### Extracto de la fuente
****************************************

En cuanto a los servicios públicos, el sistema de electrobomba no funcionaba desde hacía varios años: debía extraer agua de pozos subterráneos para llevarla a un tanque elevado y distribuirla por presión a través de las tuberías; la energía eléctrica es débil y funciona irregularmente; el baño lo componen la taza del sanitario, conectada al pozo séptico y el tanque con agua para bañarse con totuma o cualquier otro recipiente plástico o metálico y evacuar la orina y los excrementos.

Movilidad y trabajo

Los medios de transporte eran las motocicletas, una camioneta de 16 pasajeros sentados que salía para Tierralta, municipio situado a 30 kilómetros, desplazamiento que costaba 7 mil pesos por cabeza y un bus de 28 pasajeros para Montería, capital departamental situada a 98 kilómetros, viaje que valía 10 mil pesos por persona, además de caballos y burros para distancias cortas. Ambos vehículos salían temprano en la mañana y regresaban en la tarde, si no llovía. Las vías eran destapadas y en tiempos de lluvia terminaban siendo intransitables.

No todos los hombres tenían oportunidad de jornalear ocasionalmente, debido a la escasez de trabajo, a la edad o a impedimentos físicos. El valor que les reconocían por día era de nueve mil pesos en jornada de seis a once de la mañana, en labores de desmonte, desmalezado, arreglo de cercas, ordeño y siembra de maíz o arroz. Las mujeres dedicadas a atender el hogar pero ayudaban lavando ropa ajena, vendiendo rifas o haciendo oficios en otras casas. En cualquier caso, lo poco que recibían a duras penas les alcanzaba para sobrevivir.

****************************************

### Información registrada
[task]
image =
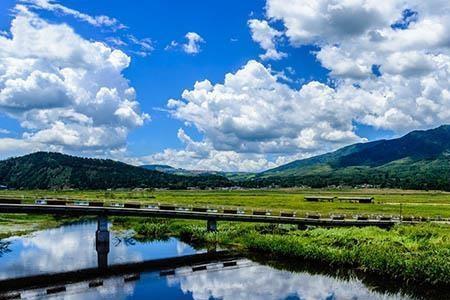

****************************************

### Tarea solicitada
Traduzca al inglés esta oración del extracto de la fuente: "Ambos vehículos salían temprano en la mañana y regresaban en la tarde, si no llovía."

### Resultado completo
Both vehicles left early in the morning and returned in the afternoon, if it did not rain.